* [What is required]:
Render the items as a numbered list, starting at the first line and stopping after the line that contains "xmin=0 ymin=0 xmax=300 ymax=272". Leave out blank lines and pictures.

* [Data]:
--- Begin ---

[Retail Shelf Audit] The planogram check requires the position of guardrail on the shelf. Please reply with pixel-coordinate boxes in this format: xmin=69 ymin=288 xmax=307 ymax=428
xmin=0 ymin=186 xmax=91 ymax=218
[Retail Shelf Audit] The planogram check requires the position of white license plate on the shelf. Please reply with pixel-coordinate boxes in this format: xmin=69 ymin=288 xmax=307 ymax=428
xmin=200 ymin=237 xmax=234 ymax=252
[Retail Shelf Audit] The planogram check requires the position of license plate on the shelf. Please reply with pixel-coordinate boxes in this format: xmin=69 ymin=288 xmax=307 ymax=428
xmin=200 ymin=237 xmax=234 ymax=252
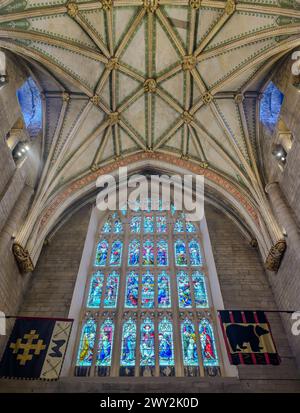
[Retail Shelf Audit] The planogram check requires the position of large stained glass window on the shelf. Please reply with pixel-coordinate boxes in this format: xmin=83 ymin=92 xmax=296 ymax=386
xmin=78 ymin=202 xmax=221 ymax=377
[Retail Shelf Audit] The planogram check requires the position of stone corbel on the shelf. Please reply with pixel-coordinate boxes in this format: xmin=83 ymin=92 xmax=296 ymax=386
xmin=265 ymin=239 xmax=286 ymax=272
xmin=12 ymin=242 xmax=34 ymax=274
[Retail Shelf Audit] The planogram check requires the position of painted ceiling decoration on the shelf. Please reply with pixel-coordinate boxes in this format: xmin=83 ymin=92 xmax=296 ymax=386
xmin=0 ymin=0 xmax=300 ymax=272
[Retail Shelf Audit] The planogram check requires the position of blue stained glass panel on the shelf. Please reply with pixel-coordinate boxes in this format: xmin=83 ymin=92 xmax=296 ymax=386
xmin=177 ymin=271 xmax=192 ymax=308
xmin=96 ymin=319 xmax=114 ymax=366
xmin=174 ymin=219 xmax=184 ymax=232
xmin=76 ymin=318 xmax=96 ymax=366
xmin=109 ymin=240 xmax=123 ymax=267
xmin=199 ymin=318 xmax=219 ymax=367
xmin=189 ymin=240 xmax=202 ymax=267
xmin=157 ymin=271 xmax=171 ymax=308
xmin=181 ymin=320 xmax=198 ymax=366
xmin=128 ymin=240 xmax=140 ymax=266
xmin=95 ymin=240 xmax=108 ymax=267
xmin=87 ymin=271 xmax=104 ymax=308
xmin=120 ymin=319 xmax=136 ymax=367
xmin=104 ymin=271 xmax=120 ymax=308
xmin=192 ymin=271 xmax=208 ymax=308
xmin=140 ymin=318 xmax=155 ymax=366
xmin=143 ymin=240 xmax=154 ymax=266
xmin=144 ymin=215 xmax=154 ymax=234
xmin=125 ymin=271 xmax=139 ymax=308
xmin=142 ymin=271 xmax=154 ymax=308
xmin=158 ymin=318 xmax=175 ymax=366
xmin=156 ymin=216 xmax=167 ymax=234
xmin=157 ymin=240 xmax=169 ymax=267
xmin=175 ymin=240 xmax=187 ymax=267
xmin=130 ymin=216 xmax=142 ymax=234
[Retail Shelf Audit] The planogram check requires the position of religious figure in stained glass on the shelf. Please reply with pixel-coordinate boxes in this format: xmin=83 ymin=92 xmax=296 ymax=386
xmin=130 ymin=216 xmax=142 ymax=234
xmin=144 ymin=215 xmax=154 ymax=234
xmin=189 ymin=240 xmax=202 ymax=266
xmin=157 ymin=271 xmax=171 ymax=308
xmin=87 ymin=271 xmax=104 ymax=308
xmin=76 ymin=318 xmax=96 ymax=366
xmin=143 ymin=240 xmax=154 ymax=266
xmin=128 ymin=240 xmax=140 ymax=266
xmin=156 ymin=215 xmax=167 ymax=234
xmin=157 ymin=240 xmax=169 ymax=267
xmin=96 ymin=319 xmax=114 ymax=366
xmin=175 ymin=240 xmax=187 ymax=267
xmin=192 ymin=271 xmax=208 ymax=308
xmin=95 ymin=240 xmax=108 ymax=267
xmin=140 ymin=318 xmax=155 ymax=366
xmin=199 ymin=318 xmax=219 ymax=367
xmin=109 ymin=240 xmax=123 ymax=267
xmin=142 ymin=271 xmax=155 ymax=308
xmin=104 ymin=271 xmax=119 ymax=308
xmin=181 ymin=320 xmax=198 ymax=366
xmin=125 ymin=271 xmax=139 ymax=308
xmin=177 ymin=271 xmax=192 ymax=308
xmin=120 ymin=319 xmax=136 ymax=367
xmin=158 ymin=318 xmax=175 ymax=366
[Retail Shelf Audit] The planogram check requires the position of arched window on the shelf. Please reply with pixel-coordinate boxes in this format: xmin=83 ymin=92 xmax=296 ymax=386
xmin=75 ymin=205 xmax=221 ymax=377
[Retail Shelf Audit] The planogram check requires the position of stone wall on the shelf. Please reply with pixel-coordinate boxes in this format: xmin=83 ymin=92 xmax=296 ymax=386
xmin=0 ymin=201 xmax=300 ymax=392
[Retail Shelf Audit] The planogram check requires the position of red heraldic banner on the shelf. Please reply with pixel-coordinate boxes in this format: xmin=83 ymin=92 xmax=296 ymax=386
xmin=219 ymin=310 xmax=281 ymax=365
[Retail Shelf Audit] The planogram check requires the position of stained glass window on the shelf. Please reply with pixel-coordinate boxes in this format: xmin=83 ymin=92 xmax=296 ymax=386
xmin=192 ymin=271 xmax=208 ymax=308
xmin=143 ymin=240 xmax=154 ymax=266
xmin=177 ymin=271 xmax=192 ymax=308
xmin=130 ymin=216 xmax=142 ymax=234
xmin=142 ymin=271 xmax=155 ymax=308
xmin=199 ymin=318 xmax=219 ymax=367
xmin=181 ymin=320 xmax=198 ymax=366
xmin=175 ymin=240 xmax=187 ymax=267
xmin=189 ymin=240 xmax=202 ymax=267
xmin=156 ymin=216 xmax=167 ymax=233
xmin=158 ymin=318 xmax=175 ymax=366
xmin=125 ymin=271 xmax=139 ymax=308
xmin=104 ymin=271 xmax=120 ymax=308
xmin=157 ymin=271 xmax=171 ymax=308
xmin=96 ymin=319 xmax=114 ymax=366
xmin=157 ymin=240 xmax=169 ymax=267
xmin=120 ymin=319 xmax=136 ymax=367
xmin=95 ymin=240 xmax=108 ymax=267
xmin=128 ymin=240 xmax=140 ymax=267
xmin=87 ymin=271 xmax=104 ymax=308
xmin=144 ymin=215 xmax=154 ymax=234
xmin=76 ymin=318 xmax=97 ymax=366
xmin=109 ymin=240 xmax=123 ymax=267
xmin=140 ymin=318 xmax=155 ymax=366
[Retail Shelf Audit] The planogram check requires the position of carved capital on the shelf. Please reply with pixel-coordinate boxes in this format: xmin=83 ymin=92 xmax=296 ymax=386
xmin=66 ymin=2 xmax=78 ymax=18
xmin=189 ymin=0 xmax=202 ymax=10
xmin=101 ymin=0 xmax=114 ymax=11
xmin=181 ymin=110 xmax=194 ymax=124
xmin=90 ymin=95 xmax=100 ymax=106
xmin=61 ymin=92 xmax=70 ymax=102
xmin=202 ymin=92 xmax=213 ymax=105
xmin=265 ymin=239 xmax=286 ymax=272
xmin=105 ymin=57 xmax=119 ymax=70
xmin=108 ymin=112 xmax=120 ymax=126
xmin=144 ymin=79 xmax=157 ymax=93
xmin=224 ymin=0 xmax=236 ymax=16
xmin=182 ymin=55 xmax=197 ymax=70
xmin=143 ymin=0 xmax=159 ymax=13
xmin=12 ymin=242 xmax=34 ymax=274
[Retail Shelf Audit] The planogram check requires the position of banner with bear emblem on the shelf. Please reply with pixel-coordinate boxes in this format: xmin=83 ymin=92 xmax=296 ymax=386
xmin=0 ymin=317 xmax=73 ymax=380
xmin=219 ymin=310 xmax=281 ymax=365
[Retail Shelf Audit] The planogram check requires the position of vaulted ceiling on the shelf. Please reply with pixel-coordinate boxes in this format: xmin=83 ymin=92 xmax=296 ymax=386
xmin=0 ymin=0 xmax=300 ymax=260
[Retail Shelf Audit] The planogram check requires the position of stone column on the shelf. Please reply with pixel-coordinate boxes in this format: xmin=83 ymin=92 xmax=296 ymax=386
xmin=266 ymin=182 xmax=300 ymax=251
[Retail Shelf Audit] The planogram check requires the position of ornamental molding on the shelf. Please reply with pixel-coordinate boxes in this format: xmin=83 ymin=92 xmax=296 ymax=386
xmin=12 ymin=242 xmax=34 ymax=274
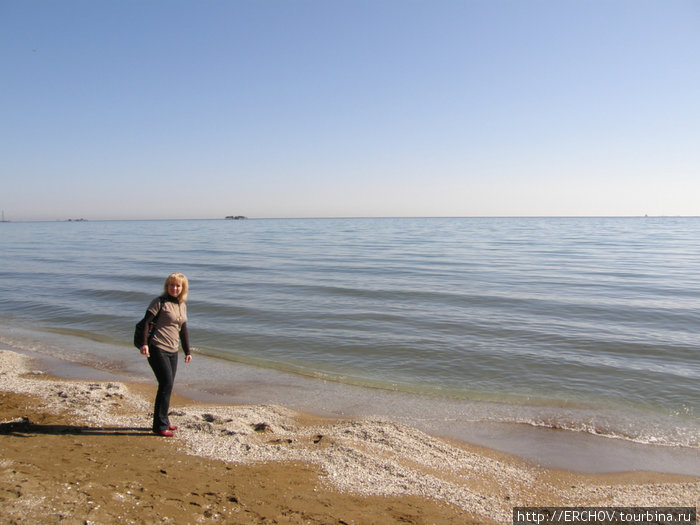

--- End ---

* [Exercise solution]:
1. [Retail Shelf Audit] The planogram check requires the position of guardrail on the shelf. Please reply with pixel-coordinate boxes in this format: xmin=69 ymin=288 xmax=307 ymax=428
2. xmin=0 ymin=186 xmax=91 ymax=218
3. [Retail Shelf Audit] The planogram check requires the position of white license plate on the shelf. Please reply with pixel-coordinate boxes in this format: xmin=69 ymin=288 xmax=307 ymax=428
4. xmin=200 ymin=237 xmax=234 ymax=252
5. [Retail Shelf Audit] The planogram check requires the position of license plate on the shelf. Please reply with pixel-coordinate boxes in this format: xmin=69 ymin=288 xmax=307 ymax=428
6. xmin=200 ymin=237 xmax=234 ymax=252
7. [Retail Shelf Audit] The planogram check requires the position of large stained glass window on the shelf. Please reply with pixel-coordinate boxes in this format: xmin=83 ymin=92 xmax=296 ymax=386
8. xmin=78 ymin=202 xmax=221 ymax=377
9. [Retail Shelf Audit] The planogram check requires the position of stone corbel on the shelf. Please reply with pixel-coordinate boxes in this format: xmin=83 ymin=92 xmax=296 ymax=386
10. xmin=265 ymin=239 xmax=286 ymax=272
11. xmin=12 ymin=242 xmax=34 ymax=274
12. [Retail Shelf Audit] The planogram check requires the position of painted ceiling decoration on the shelf. Please reply with pixel-coordinate boxes in this format: xmin=83 ymin=92 xmax=296 ymax=386
13. xmin=0 ymin=0 xmax=300 ymax=272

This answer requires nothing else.